Before the battle of Loos
Joffre's plan for the battle of Loos was clinical and simple. The strong enemy positions would be crushed by four days of continuous bombardment, with a final crescendo before the infantry initiated a telling breakthrough. For four days, beginning on 21st September 1915, the British artillery heavily bombarded the German lines all along the front from just north of the Canal d'Aire (often referred to as the La Bassée Canal) to Loos. The diary of a soldier in the Royal Artillery records, "It was like hundreds of railway trains going through the air" and on 24 September, "Thunderstorm last night and it was a whisper compared with the artillery fire." The next day, a Saturday, was the first day of the Battle of Loos (25 September – 18 October 1915). The Battalion headquarters moved up to the front line. It was very wet and muddy. Major Burrard wrote in the 9th Royal Welsh Fusiliers’ regimental diary that it was drizzling and what little breeze there was seemed unfavourable for the use of gas; "I began to think the attack would be postponed".
Successful use of gas relied on wind strong enough to carry it to the German lines but not so strong that it blew the gas cloud apart. In the garden of his chateau near Loos Haig asked his senior aide-de-camp to light a cigarette. He watched the smoke drift gently towards the German lines. It was barely adequate but this was the first battle in which the British anticipated using gas and without it the attack would have had to be on a much smaller-scale; he gave the order to launch the gas. The Germans had been using gas since April that year but the rudimentary British gas masks were so awkward that many men risked not using them when going into battle. The main attack was south of La Bassée Canal, and in places along that line the gas blew back on the allied troops causing over two thousand six hundred British casualties from the gas put up by their own side.

= GOAL OF THE EXERCISE =
Reproduce the passage on the lead-up to the battle of Loos word for word, between "Successful use of" and "their own side.", inclusive.

= SUPPLIED INFORMATION =
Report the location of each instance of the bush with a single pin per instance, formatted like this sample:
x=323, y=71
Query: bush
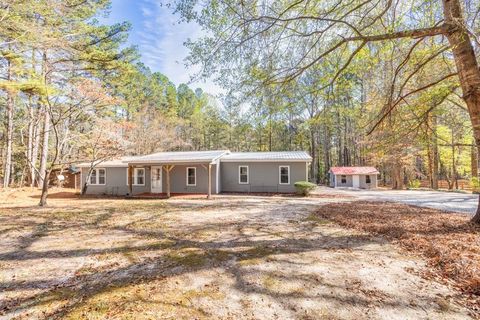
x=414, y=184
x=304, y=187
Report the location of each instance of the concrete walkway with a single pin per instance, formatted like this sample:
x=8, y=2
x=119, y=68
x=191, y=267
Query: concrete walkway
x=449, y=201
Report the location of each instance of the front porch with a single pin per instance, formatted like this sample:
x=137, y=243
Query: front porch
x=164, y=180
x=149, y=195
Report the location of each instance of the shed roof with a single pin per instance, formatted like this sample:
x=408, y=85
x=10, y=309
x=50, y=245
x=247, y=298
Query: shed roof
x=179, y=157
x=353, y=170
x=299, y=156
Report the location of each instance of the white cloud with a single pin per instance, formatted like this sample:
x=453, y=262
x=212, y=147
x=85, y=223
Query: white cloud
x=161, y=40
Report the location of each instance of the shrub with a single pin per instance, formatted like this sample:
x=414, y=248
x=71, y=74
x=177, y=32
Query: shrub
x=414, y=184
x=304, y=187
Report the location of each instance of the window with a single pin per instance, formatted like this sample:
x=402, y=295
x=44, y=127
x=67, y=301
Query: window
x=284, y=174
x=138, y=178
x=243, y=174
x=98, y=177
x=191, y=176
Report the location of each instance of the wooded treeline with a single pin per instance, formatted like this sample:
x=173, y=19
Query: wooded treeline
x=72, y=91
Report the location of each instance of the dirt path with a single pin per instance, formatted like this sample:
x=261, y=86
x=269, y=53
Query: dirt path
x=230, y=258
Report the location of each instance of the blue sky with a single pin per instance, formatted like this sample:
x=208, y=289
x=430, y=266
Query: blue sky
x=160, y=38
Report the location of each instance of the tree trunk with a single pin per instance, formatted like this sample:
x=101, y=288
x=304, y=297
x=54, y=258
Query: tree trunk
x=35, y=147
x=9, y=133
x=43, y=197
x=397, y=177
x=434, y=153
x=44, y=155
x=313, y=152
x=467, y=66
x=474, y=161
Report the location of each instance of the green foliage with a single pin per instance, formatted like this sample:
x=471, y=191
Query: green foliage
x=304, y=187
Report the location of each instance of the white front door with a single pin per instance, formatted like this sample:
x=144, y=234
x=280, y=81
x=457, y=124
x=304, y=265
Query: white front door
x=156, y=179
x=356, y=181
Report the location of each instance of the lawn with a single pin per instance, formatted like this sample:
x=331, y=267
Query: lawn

= WRITTEN ANSWER =
Successful use of gas relied on wind strong enough to carry it to the German lines but not so strong that it blew the gas cloud apart. In the garden of his chateau near Loos Haig asked his senior aide-de-camp to light a cigarette. He watched the smoke drift gently towards the German lines. It was barely adequate but this was the first battle in which the British anticipated using gas and without it the attack would have had to be on a much smaller-scale; he gave the order to launch the gas. The Germans had been using gas since April that year but the rudimentary British gas masks were so awkward that many men risked not using them when going into battle. The main attack was south of La Bassée Canal, and in places along that line the gas blew back on the allied troops causing over two thousand six hundred British casualties from the gas put up by their own side.